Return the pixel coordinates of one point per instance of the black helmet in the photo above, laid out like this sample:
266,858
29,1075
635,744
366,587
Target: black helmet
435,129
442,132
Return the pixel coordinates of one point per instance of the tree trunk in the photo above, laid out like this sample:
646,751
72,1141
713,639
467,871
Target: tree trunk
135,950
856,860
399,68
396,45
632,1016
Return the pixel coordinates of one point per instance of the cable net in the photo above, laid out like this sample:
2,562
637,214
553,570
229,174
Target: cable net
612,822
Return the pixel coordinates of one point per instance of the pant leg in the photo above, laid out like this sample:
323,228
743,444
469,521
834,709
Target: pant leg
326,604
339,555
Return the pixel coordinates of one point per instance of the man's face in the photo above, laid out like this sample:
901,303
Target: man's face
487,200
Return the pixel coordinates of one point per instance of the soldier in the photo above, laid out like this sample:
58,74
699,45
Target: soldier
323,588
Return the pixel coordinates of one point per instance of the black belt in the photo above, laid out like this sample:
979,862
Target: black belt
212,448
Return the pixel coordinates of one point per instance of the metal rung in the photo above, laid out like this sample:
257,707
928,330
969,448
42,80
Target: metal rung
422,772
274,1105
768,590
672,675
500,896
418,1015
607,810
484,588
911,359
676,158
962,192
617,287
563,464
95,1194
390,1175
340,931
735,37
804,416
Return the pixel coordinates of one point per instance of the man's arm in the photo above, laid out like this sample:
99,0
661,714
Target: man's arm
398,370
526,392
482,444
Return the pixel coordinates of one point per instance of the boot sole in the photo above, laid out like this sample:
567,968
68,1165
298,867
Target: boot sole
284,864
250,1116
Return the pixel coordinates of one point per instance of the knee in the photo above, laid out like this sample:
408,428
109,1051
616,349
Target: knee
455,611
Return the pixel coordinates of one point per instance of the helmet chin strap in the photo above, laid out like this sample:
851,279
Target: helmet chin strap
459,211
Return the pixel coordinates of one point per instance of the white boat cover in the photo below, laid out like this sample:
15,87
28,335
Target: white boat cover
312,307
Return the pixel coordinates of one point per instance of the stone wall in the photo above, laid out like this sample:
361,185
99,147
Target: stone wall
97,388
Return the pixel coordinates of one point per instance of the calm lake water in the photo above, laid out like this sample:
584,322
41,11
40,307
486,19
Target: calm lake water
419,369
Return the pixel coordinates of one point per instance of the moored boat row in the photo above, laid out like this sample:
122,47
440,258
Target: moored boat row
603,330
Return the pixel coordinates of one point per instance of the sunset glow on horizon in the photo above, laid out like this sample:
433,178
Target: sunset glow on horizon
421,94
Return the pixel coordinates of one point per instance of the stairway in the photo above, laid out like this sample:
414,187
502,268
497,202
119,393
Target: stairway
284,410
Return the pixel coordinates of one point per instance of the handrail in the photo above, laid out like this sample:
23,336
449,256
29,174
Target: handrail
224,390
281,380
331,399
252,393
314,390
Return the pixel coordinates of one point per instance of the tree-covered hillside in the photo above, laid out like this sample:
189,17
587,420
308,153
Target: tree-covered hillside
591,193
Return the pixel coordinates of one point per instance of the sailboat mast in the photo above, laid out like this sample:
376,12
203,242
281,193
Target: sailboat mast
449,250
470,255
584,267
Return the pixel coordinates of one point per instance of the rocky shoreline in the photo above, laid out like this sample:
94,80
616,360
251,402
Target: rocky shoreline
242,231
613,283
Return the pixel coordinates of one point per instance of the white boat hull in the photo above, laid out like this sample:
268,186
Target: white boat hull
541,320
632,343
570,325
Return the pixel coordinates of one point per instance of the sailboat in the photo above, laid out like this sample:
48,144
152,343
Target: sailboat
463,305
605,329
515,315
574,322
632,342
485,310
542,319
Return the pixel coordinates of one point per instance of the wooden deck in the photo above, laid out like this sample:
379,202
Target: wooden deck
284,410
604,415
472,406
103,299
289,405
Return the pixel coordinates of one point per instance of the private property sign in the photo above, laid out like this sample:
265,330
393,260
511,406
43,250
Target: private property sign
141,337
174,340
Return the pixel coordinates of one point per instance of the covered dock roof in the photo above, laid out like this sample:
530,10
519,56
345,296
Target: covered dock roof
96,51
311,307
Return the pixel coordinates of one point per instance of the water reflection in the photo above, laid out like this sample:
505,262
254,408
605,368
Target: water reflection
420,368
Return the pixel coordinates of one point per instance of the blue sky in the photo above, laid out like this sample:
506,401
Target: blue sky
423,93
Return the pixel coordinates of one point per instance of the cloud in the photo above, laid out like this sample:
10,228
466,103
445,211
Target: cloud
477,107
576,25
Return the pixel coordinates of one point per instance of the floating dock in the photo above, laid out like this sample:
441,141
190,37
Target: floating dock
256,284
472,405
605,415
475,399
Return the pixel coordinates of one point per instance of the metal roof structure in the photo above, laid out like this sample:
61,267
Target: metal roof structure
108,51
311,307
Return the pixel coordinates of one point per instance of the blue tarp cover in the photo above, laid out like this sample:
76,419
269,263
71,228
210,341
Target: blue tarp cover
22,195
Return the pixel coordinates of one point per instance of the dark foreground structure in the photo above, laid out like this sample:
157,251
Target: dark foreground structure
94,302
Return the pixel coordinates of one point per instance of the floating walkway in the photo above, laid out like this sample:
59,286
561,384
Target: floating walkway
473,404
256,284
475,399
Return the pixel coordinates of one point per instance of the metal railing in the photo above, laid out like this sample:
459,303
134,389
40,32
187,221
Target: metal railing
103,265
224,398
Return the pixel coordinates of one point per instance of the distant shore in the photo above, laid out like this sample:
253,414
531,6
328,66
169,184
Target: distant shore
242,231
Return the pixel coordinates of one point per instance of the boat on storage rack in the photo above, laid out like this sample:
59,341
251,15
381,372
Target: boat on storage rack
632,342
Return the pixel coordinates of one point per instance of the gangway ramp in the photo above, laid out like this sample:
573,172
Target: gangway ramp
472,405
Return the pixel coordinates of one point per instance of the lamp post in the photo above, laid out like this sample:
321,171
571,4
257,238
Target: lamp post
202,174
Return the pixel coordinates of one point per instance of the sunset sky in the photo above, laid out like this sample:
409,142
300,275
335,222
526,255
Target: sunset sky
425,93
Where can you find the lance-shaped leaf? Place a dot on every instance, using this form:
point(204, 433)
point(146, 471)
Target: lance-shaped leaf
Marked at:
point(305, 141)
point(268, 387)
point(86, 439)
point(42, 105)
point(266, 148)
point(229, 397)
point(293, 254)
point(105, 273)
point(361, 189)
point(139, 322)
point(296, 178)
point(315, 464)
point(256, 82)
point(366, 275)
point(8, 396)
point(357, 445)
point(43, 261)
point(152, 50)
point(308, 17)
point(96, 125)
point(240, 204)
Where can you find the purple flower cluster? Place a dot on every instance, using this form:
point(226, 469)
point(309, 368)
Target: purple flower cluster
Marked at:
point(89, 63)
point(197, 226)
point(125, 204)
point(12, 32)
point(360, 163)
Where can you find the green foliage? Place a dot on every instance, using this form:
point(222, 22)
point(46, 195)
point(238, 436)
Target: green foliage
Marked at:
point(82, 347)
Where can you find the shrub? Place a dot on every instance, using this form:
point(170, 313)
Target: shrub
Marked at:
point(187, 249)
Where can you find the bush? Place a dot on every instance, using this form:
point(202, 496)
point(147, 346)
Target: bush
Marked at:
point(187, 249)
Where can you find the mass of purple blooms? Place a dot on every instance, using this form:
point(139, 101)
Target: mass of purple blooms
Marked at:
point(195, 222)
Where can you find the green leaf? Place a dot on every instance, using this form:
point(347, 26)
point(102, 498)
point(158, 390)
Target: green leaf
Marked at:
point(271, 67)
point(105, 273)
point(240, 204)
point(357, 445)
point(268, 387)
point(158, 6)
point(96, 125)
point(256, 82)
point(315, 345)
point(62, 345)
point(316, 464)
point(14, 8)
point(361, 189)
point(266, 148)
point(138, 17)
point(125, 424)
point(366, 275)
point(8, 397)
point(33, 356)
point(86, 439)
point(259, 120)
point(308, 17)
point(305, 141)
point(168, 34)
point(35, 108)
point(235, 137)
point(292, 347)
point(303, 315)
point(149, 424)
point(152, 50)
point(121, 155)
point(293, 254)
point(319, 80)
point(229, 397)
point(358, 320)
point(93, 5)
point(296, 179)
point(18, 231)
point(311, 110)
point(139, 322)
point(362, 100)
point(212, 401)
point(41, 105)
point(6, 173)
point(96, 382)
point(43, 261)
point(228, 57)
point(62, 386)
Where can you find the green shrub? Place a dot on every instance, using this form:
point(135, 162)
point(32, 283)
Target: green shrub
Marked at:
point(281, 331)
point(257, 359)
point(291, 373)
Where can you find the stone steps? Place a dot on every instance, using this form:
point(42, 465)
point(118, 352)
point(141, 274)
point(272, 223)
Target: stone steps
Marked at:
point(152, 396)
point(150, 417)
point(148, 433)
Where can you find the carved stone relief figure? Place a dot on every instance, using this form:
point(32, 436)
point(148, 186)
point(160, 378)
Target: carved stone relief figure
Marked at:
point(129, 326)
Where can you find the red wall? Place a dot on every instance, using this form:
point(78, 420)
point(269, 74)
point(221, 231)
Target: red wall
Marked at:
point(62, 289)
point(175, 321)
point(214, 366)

## What is being asked
Update the items above, from the line containing "Where can you find the stone" through the end of the items, so that "stone steps" becomes "stone staircase" and nothing else changes.

## Output
Where can you find the stone staircase? Place a dot on every instance, using this form:
point(42, 465)
point(118, 352)
point(141, 274)
point(272, 223)
Target: stone staircase
Marked at:
point(152, 396)
point(150, 417)
point(148, 433)
Where can you find the carved stone relief figure? Place a dot on every instance, using this form:
point(32, 436)
point(148, 186)
point(160, 378)
Target: carved stone relief figure
Marked at:
point(129, 326)
Where can you find the red wall? Place a dot on every instance, using this form:
point(78, 420)
point(269, 74)
point(221, 231)
Target: red wall
Marked at:
point(62, 289)
point(175, 321)
point(214, 366)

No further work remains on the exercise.